═══ Texto fornecido ═══
Neste contexto, e para responder à terceira questão prejudicial, penso que, numa situação como a que está aqui em causa, que parece estar abrangida pelo âmbito de aplicação da Diretiva 2003/86, não é pertinente ter em conta possibilidades de reinstalação da família num país terceiro para garantir o respeito pela vida familiar do beneficiário de proteção internacional. Com efeito, não se pode exigir nem mesmo razoavelmente esperar que faça, com esse objetivo, a opção de renunciar à proteção internacional que lhe oferece o Estado‑Membro de acolhimento instalando‑se num país terceiro sem menosprezar a razão de ser desta diretiva.

139.
═══
Exercício ->
Reproduza na íntegra e sem qualquer alteração o texto sobre a vida familiar do beneficiário de proteção internacional. O material não tem qualquer relação com o texto.
═══ Material extraído ═══
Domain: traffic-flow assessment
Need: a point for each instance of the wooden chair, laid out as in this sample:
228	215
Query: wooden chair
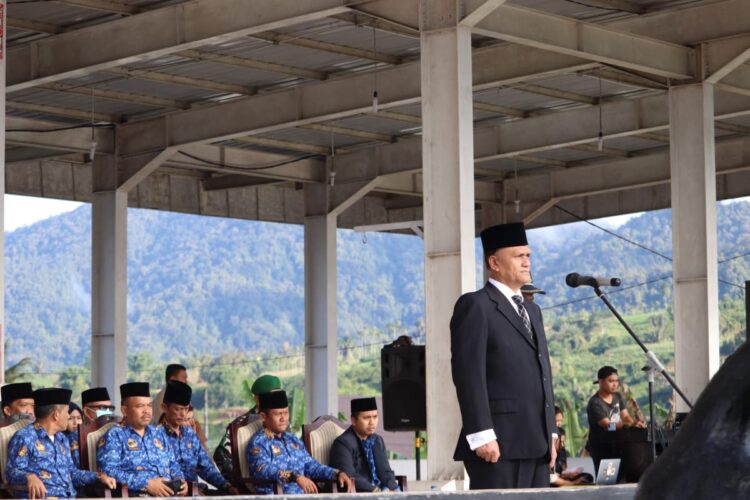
8	427
241	433
88	439
319	436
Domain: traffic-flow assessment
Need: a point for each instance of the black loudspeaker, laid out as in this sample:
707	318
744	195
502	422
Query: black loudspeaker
403	383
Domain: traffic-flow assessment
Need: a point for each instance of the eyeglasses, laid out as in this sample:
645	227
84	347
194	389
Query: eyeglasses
101	407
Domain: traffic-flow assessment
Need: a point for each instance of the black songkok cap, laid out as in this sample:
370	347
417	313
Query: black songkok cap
503	236
52	396
363	404
178	393
134	389
95	394
273	400
12	392
604	372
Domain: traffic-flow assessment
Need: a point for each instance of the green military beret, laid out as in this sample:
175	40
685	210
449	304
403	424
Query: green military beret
265	384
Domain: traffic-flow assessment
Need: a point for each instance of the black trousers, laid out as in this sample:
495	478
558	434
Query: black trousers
523	473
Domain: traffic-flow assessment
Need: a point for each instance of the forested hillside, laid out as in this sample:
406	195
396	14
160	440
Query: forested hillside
226	297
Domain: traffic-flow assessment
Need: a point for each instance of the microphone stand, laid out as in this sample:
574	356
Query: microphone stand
652	426
654	365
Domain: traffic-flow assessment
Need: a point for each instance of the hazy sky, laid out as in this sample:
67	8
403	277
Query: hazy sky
25	210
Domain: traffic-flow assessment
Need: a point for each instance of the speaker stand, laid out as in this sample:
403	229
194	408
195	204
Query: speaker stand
417	453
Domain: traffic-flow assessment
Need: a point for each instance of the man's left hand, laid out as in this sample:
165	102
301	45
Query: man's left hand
553	455
183	489
345	482
108	482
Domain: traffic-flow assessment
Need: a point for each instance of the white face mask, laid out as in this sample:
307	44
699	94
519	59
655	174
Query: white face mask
105	412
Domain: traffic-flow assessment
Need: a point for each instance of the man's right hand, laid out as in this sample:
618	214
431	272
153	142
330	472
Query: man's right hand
307	485
489	452
157	488
36	486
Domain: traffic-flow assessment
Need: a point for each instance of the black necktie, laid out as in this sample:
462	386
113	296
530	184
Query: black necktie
524	315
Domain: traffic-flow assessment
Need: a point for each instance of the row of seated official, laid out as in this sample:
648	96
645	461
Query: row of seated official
357	457
169	459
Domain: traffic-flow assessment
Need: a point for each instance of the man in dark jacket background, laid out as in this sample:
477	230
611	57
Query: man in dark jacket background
501	371
361	453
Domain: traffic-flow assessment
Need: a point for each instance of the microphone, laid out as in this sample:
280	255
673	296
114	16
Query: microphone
575	280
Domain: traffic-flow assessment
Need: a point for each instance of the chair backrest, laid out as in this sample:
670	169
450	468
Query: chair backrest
241	435
89	438
319	436
8	428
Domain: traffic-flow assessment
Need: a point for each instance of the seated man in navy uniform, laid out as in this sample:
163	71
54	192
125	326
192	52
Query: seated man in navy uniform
96	403
361	453
138	454
274	454
39	455
192	456
17	399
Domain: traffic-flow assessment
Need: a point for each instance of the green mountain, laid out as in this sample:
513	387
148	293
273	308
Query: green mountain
199	285
226	297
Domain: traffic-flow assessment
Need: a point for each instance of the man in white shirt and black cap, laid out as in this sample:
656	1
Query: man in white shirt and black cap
17	399
361	453
502	373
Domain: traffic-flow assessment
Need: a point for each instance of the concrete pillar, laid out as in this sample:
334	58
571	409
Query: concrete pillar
109	289
449	232
321	339
695	269
3	16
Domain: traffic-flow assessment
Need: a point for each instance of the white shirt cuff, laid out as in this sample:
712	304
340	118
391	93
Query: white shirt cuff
480	438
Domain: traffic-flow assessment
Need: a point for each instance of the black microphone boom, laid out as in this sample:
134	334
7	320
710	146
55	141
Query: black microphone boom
575	280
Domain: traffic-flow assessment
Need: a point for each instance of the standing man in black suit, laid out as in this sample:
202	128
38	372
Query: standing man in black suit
501	371
361	453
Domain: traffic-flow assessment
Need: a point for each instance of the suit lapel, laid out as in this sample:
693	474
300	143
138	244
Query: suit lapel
506	309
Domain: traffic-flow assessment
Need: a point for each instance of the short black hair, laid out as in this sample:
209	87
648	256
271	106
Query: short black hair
46	410
173	370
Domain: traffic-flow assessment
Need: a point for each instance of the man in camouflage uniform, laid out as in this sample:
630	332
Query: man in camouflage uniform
39	454
138	454
274	454
192	457
223	452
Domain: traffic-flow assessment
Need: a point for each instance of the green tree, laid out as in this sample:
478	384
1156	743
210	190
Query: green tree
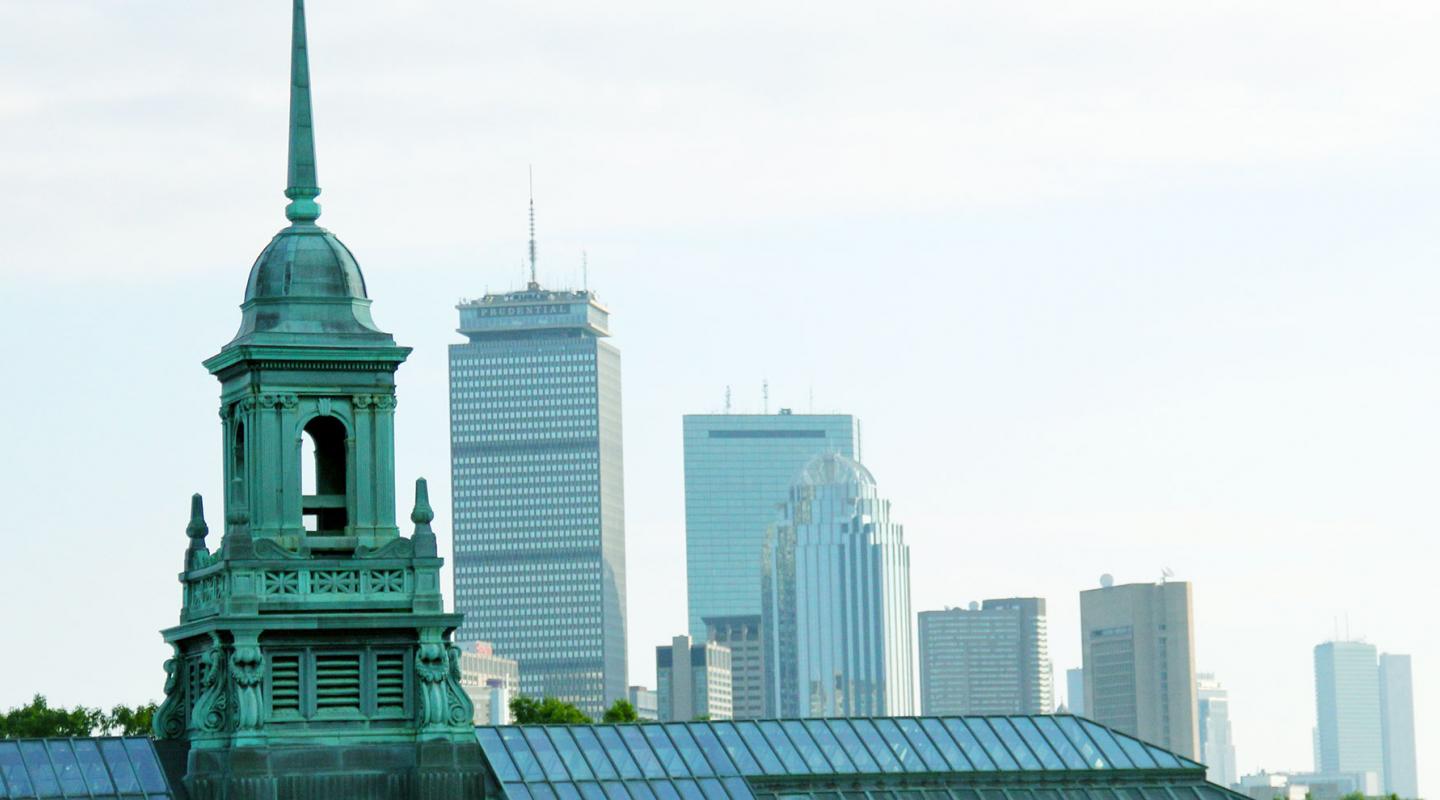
═══
Resolução do exercício ->
Neste contexto, e para responder à terceira questão prejudicial, penso que, numa situação como a que está aqui em causa, que parece estar abrangida pelo âmbito de aplicação da Diretiva 2003/86, não é pertinente ter em conta possibilidades de reinstalação da família num país terceiro para garantir o respeito pela vida familiar do beneficiário de proteção internacional. Com efeito, não se pode exigir nem mesmo razoavelmente esperar que faça, com esse objetivo, a opção de renunciar à proteção internacional que lhe oferece o Estado‑Membro de acolhimento instalando‑se num país terceiro sem menosprezar a razão de ser desta diretiva.

139.